Problem description:
Beginning with the first line of the material, set down each line exactly as written, up to and including the line with "box: [592, 216, 698, 454]".

**** Entries supplied

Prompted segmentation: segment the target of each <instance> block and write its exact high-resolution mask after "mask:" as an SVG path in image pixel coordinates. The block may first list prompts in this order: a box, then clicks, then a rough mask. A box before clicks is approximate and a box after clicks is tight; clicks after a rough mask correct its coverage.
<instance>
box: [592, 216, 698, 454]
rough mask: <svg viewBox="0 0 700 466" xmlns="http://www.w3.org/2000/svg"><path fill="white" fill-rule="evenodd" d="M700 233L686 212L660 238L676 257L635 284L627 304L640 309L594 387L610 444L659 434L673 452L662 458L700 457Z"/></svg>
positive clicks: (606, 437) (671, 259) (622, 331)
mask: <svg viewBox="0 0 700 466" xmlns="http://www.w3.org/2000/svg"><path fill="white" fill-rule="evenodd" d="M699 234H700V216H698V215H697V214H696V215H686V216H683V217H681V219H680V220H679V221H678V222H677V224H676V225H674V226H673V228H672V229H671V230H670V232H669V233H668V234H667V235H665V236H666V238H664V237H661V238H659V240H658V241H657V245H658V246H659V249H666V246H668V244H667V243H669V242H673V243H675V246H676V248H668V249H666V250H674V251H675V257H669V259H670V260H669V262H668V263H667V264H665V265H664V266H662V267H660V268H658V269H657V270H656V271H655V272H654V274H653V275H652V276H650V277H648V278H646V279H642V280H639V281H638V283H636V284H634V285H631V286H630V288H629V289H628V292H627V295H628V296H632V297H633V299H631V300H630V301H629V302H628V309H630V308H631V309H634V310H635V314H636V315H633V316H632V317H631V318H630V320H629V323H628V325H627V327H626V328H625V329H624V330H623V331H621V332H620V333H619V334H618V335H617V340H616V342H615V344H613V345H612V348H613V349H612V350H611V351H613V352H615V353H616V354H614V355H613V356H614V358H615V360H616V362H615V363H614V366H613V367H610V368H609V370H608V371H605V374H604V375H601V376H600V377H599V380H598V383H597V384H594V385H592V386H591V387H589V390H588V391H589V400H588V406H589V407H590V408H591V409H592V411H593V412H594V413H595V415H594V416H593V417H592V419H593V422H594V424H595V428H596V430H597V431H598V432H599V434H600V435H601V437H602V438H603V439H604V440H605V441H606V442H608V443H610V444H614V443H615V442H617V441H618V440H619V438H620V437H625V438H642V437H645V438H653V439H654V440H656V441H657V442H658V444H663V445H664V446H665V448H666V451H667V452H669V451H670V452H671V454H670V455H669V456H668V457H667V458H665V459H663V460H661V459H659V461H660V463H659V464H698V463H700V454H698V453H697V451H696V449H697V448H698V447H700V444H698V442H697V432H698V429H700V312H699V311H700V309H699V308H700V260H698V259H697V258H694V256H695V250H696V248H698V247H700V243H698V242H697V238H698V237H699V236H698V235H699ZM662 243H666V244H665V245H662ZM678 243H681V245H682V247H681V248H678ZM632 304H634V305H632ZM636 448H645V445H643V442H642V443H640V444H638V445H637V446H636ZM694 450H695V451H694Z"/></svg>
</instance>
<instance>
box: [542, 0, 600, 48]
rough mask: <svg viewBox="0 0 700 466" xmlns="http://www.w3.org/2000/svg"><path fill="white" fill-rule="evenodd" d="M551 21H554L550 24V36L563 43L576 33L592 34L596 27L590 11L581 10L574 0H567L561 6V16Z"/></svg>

********

Exercise answer:
Prompted segmentation: segment the target of each <instance> block and write its exact high-resolution mask after "mask:" as an SVG path in image pixel coordinates. The block may first list prompts in this order: a box, then clicks, then a rough mask. A box before clicks is approximate and a box after clicks is tight; clicks after a rough mask correct its coverage.
<instance>
box: [592, 216, 698, 454]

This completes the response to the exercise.